:: SUPPLIED RECORDS ::

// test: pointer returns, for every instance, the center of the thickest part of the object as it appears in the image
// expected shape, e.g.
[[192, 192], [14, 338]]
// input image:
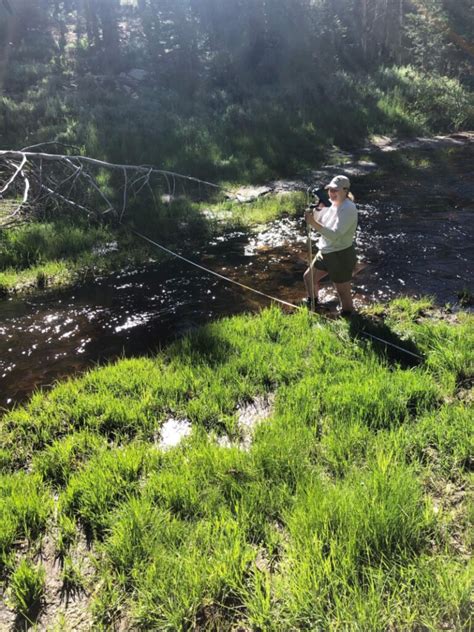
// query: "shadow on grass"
[[385, 342]]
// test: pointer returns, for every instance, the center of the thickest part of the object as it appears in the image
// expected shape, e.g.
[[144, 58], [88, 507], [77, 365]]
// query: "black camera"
[[321, 196]]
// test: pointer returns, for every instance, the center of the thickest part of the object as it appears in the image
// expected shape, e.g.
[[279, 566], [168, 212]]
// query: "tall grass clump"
[[345, 507], [34, 243], [26, 589], [25, 506], [103, 483], [340, 531]]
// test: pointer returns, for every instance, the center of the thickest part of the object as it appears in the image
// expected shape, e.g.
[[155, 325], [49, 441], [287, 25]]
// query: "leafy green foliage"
[[27, 588], [333, 514], [25, 506]]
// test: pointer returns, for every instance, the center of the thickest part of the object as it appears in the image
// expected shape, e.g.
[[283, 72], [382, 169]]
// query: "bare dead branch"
[[59, 179], [14, 176]]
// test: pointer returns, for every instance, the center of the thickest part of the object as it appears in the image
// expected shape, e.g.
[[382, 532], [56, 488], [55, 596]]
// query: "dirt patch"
[[63, 608]]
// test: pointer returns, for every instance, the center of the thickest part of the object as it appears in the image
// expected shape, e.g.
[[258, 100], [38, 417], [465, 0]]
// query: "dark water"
[[415, 237]]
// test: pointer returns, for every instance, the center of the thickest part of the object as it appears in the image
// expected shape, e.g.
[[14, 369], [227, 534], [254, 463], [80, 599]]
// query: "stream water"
[[415, 237]]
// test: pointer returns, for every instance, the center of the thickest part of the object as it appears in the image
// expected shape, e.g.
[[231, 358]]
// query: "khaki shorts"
[[339, 265]]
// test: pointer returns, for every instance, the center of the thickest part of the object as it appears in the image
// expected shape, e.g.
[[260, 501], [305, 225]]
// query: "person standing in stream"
[[336, 257]]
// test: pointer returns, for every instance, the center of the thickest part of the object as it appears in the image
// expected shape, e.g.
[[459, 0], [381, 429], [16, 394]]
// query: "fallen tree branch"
[[76, 181]]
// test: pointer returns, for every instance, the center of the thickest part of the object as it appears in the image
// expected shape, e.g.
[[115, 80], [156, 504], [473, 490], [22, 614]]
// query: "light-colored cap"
[[339, 182]]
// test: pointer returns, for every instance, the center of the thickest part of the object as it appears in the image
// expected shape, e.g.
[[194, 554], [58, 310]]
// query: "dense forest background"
[[231, 89]]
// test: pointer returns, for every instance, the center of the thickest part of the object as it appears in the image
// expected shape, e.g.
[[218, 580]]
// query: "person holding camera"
[[336, 222]]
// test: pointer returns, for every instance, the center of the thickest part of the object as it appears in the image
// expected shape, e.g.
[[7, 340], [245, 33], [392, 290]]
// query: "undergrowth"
[[332, 519]]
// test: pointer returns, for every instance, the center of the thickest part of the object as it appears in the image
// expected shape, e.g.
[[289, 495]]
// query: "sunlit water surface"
[[415, 237]]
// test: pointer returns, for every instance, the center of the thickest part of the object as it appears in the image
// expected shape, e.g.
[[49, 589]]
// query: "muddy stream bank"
[[415, 237]]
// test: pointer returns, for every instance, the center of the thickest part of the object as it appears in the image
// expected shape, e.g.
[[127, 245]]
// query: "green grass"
[[348, 511], [26, 588]]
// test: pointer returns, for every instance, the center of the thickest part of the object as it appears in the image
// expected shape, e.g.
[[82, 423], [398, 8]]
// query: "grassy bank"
[[349, 510], [61, 252]]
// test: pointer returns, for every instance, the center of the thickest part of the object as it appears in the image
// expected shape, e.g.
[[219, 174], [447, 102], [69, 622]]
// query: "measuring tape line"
[[251, 289]]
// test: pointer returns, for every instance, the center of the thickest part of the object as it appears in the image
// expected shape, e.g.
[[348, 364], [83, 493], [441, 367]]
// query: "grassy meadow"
[[348, 510], [61, 251]]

:::

Your task is to return, exactly and on their own, the lines from the one containing "[[289, 495]]" through the last line of the listing.

[[289, 495]]
// query: "sunlit water surface"
[[415, 237]]
// test: pointer returns, for every instance, the center of the thickest part of the object as it appears in the image
// expected shape, e.g.
[[49, 589]]
// query: "muddy stream bank"
[[415, 237]]
// test: pointer returns, for every instance, the center of the thickest part of the object as it appears in the image
// expected shape, e.g.
[[127, 245]]
// query: "green grass"
[[348, 511], [26, 588]]
// test: pointer returns, for every instance, the center of the thickest part of the object as it appears in the image
// expected shape, e.g.
[[82, 423], [398, 8]]
// query: "grassy bank"
[[349, 510], [61, 252]]
// test: pointer returns, for every instance, the center of the thickest part of the object as it appears in the image
// expected shape, e.g.
[[219, 174], [447, 102], [69, 622]]
// query: "measuring tape line"
[[251, 289]]
// test: pointer returns, for every instance, the center of the thickest part of the object as it appears in the image
// expected shape, e.g.
[[348, 364], [83, 493], [441, 367]]
// query: "grassy meadow"
[[348, 510], [61, 251]]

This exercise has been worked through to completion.